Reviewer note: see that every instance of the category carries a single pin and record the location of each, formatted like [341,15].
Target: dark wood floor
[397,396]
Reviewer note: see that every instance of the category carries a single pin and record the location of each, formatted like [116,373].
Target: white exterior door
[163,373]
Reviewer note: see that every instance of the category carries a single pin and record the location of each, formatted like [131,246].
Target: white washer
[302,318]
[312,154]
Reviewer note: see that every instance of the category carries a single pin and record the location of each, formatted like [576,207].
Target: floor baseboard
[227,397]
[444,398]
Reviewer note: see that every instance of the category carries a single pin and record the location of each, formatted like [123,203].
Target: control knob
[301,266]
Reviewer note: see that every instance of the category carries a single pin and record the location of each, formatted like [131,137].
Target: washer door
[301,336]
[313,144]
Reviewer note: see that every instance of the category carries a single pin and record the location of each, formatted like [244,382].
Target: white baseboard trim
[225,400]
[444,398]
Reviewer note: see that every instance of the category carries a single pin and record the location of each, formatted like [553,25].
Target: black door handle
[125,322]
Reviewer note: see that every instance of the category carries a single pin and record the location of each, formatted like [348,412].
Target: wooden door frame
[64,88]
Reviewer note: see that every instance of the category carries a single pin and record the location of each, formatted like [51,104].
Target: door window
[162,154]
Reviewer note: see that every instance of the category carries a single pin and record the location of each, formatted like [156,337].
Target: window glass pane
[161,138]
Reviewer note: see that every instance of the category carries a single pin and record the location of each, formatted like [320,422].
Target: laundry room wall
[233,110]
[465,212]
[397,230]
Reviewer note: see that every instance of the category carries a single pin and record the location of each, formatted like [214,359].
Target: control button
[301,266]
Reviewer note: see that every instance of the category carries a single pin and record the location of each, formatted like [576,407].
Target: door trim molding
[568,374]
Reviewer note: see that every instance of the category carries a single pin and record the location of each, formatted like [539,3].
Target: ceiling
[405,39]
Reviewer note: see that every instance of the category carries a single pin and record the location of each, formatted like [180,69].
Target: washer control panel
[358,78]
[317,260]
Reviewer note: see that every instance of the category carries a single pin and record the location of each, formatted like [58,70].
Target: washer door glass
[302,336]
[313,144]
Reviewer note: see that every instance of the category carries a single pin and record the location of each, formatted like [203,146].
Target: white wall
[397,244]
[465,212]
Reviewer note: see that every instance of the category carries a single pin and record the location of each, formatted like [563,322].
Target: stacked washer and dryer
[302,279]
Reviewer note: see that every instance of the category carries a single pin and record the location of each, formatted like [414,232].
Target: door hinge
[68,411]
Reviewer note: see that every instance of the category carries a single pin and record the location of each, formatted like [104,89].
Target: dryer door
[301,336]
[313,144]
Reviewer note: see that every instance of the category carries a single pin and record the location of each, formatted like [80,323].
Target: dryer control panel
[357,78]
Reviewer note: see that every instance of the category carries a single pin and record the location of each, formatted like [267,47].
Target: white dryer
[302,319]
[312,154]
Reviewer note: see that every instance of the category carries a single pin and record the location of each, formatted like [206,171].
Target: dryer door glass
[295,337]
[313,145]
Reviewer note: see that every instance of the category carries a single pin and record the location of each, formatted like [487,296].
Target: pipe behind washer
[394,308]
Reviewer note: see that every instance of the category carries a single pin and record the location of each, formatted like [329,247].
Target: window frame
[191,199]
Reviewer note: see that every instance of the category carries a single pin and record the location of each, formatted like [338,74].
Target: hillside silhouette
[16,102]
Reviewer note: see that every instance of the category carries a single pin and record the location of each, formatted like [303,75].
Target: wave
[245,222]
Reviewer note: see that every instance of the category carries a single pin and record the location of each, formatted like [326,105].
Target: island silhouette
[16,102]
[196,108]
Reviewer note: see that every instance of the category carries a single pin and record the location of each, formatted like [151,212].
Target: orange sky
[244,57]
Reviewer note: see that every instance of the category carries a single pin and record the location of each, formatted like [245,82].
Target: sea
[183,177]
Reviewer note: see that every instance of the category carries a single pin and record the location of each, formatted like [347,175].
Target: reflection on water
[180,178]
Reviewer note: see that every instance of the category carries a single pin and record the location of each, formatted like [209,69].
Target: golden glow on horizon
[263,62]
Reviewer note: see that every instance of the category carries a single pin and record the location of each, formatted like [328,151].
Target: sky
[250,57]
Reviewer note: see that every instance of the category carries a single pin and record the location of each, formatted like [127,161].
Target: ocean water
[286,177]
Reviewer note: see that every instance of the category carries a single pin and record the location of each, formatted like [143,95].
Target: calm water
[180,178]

□ □ □

> [Task directions]
Repeat each of the entries above precisely as given.

> [Exercise solution]
Reviewer note: see that every instance of the category carries a single pin and record the location of each, formatted like [341,15].
Target: dark wood floor
[397,396]
Reviewer note: see that every instance of the category carries a single pin and record the location of each, formatted like [116,373].
Target: white exterior door
[163,373]
Reviewer note: see that every instance of the category carries a single pin and record the location of each, formatted like [131,246].
Target: white washer
[302,318]
[312,154]
Reviewer note: see that every instance of the category carries a single pin and record the location of each, formatted like [576,207].
Target: floor baseboard
[227,397]
[444,398]
Reviewer note: see that every instance of the category carries a single pin and record the location of each, formatted like [123,203].
Target: control knob
[301,266]
Reviewer note: see that every instance of the category carries a single pin and record the location of each, formatted like [131,137].
Target: washer door
[301,336]
[313,144]
Reviewer note: see that every instance of the category carries a single pin and record the location of each, formatted like [244,382].
Target: white baseboard trim
[225,400]
[444,398]
Reviewer note: see that every instance of the category carries a single pin and record the location of each, formatted like [553,25].
Target: black door handle
[125,322]
Reviewer note: see that every instance of the category carries a single pin and record the location of each, formatted like [348,412].
Target: wooden door frame
[64,88]
Reviewer note: see that every instance of the category carries a single pin and record the location of each, formatted like [51,104].
Target: door window
[162,154]
Reviewer note: see that every instance of the category carries a single pin and record the location of each, formatted like [156,337].
Target: window glass pane
[161,138]
Reviewer note: see that every instance of the category carries a single pin and record the location of each, formatted like [320,422].
Target: laundry room wall
[233,110]
[465,212]
[397,230]
Reviewer note: see that every instance of the category carries a single pin and record the location of each, formatted like [214,359].
Target: control button
[301,266]
Reviewer note: see that every instance of the category carries a single pin and record the location of each, formatted like [576,407].
Target: door trim molding
[568,374]
Reviewer note: see that every instance of the category carries a single pin and record the location of each, formatted like [539,3].
Target: ceiling
[405,39]
Reviewer note: see that every instance of the category carries a single pin and record the location of each, formatted like [180,69].
Target: washer control panel
[358,78]
[317,260]
Reviewer note: see that every instance of the category carries a single pin and record the location of each, formatted like [58,70].
Target: washer door glass
[302,336]
[313,144]
Reviewer note: see that every instance of the category carries a single pin and record the location of each, formatted like [203,146].
Target: white wall
[397,244]
[465,212]
Reviewer note: see that every instance of the category carries a single pin and record the location of each, formatted like [563,322].
Target: stacked washer and dryer
[302,279]
Reviewer note: see that every instance of the category carries a single pin and record the location of each, formatted like [414,232].
Target: door hinge
[68,411]
Reviewer note: see that every instance of the category carries a single pin and record the location of each, formatted like [104,89].
Target: dryer door
[301,336]
[313,144]
Reviewer note: see that every instance of the category carries a single pin and record the location of each, formatted like [80,323].
Target: dryer control panel
[357,78]
Reviewer note: see that every instance of the category carries a single pin and record the location of each, formatted like [267,47].
Target: white dryer
[302,319]
[312,154]
Reviewer note: see that every instance of the category carries a single pin and record the location of each, formatted like [206,171].
Target: dryer door glass
[295,337]
[313,145]
Reviewer note: see that every instance of the category carries a single pin and record the location of each, formatted like [487,296].
Target: pipe behind washer
[394,308]
Reviewer note: see that every instance of the category carries a single pin and record the location of each, formatted like [329,247].
Target: window frame
[191,199]
Reviewer note: see that every instance of the category carries a single pin and record the location of each, formatted like [338,74].
Target: hillside silhouette
[16,102]
Reviewer note: see that every instance of the category carries a single pin and record the location of each, formatted like [303,75].
Target: wave
[245,222]
Reviewer note: see that every instance of the category carries a single pin and record the location of each, formatted like [326,105].
Target: island silhouette
[16,102]
[196,108]
Reviewer note: see that every instance of the category carries a single pin and record the location of each, formatted like [151,212].
Target: orange sky
[244,57]
Reviewer note: see that every instance of the category carries a single pin and record the location of each, formatted like [245,82].
Target: sea
[183,177]
Reviewer note: see that every instance of the category carries a single pin and record the location of each, formatted like [347,175].
Target: reflection on water
[180,178]
Reviewer note: see that every instance of the category carries a single pin and record the location of each, formatted like [209,69].
Target: golden glow on horizon
[263,62]
Reviewer note: see that every instance of the category carries a single pin and record the location of each, formatted like [328,151].
Target: sky
[250,57]
Reviewer note: see that every instance of the category carries a single pin and record the location of each, formatted like [127,161].
Target: ocean water
[286,177]
Reviewer note: see that every instance of the category carries a single pin and record the location of each, formatted like [143,95].
Target: calm water
[180,178]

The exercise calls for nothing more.